▶ **Set exercise**
Copy out the lines below, replacing every "integer pixel" with "whole-number pixel" and changing nothing else.

Recorded data
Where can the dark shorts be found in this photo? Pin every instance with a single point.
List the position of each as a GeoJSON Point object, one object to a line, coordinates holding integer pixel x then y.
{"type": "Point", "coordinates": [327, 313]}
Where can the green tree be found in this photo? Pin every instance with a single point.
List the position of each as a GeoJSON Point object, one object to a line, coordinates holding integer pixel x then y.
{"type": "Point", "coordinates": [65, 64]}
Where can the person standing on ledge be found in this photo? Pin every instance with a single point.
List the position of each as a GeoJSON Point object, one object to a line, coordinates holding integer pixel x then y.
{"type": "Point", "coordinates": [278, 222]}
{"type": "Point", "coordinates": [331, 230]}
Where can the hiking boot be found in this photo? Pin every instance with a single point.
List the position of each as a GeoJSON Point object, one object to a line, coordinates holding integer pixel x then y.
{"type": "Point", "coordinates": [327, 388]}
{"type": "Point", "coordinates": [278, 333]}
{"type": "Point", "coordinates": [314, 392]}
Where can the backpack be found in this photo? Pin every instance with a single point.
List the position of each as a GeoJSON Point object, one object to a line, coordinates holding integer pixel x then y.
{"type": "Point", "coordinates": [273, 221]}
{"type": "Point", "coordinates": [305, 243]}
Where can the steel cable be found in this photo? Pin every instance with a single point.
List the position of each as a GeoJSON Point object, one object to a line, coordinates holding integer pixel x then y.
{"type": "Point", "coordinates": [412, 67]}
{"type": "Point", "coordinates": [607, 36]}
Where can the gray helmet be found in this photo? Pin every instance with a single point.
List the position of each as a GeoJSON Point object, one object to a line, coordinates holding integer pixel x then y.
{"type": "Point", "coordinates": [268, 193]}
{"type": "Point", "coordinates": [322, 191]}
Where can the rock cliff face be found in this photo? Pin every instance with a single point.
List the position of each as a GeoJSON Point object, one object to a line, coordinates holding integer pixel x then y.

▶ **Output**
Where can the dark shorts be found in this photo? Pin every instance with a single point.
List the position of each as a GeoJSON Point object, one object to a line, coordinates holding whole-number pixel x then y.
{"type": "Point", "coordinates": [327, 313]}
Where can the green tree be found in this photo? Pin every instance with a single point.
List the position of each as a GeoJSON Point object, one object to a line, coordinates holding whole-number pixel x then y.
{"type": "Point", "coordinates": [65, 64]}
Where can the person standing on ledge be found in this photo? Pin every instance with a single point.
List the position of each as a GeoJSON Point object, one object to a line, coordinates holding whole-number pixel x then y.
{"type": "Point", "coordinates": [278, 222]}
{"type": "Point", "coordinates": [331, 230]}
Where can the hiking boot be found in this photo? Pin every instance with a single point.
List the position of each as a GeoJSON Point object, one object to a line, coordinates holding whole-number pixel x then y.
{"type": "Point", "coordinates": [327, 388]}
{"type": "Point", "coordinates": [278, 333]}
{"type": "Point", "coordinates": [314, 392]}
Where can the backpack be found in this photo? Pin every instance with a single point.
List the position of each as a GeoJSON Point object, one object to a line, coordinates holding whole-number pixel x then y.
{"type": "Point", "coordinates": [273, 221]}
{"type": "Point", "coordinates": [305, 243]}
Where can the steel cable be found in this photo? Pin every instance with a single point.
List the position of each as a GeoJSON Point object, one object to a line, coordinates holding whole-number pixel x then y.
{"type": "Point", "coordinates": [412, 67]}
{"type": "Point", "coordinates": [607, 36]}
Where can the gray helmet be found in this photo? Pin every instance with a single point.
List the position of each as a GeoJSON Point object, one object to a line, coordinates holding whole-number pixel x then y.
{"type": "Point", "coordinates": [268, 193]}
{"type": "Point", "coordinates": [322, 191]}
Where can the rock cliff face be found in this photo? Pin every instance with a single point.
List the position of each as a GeoJSON Point object, one object to a line, coordinates holding whole-number pixel x then y.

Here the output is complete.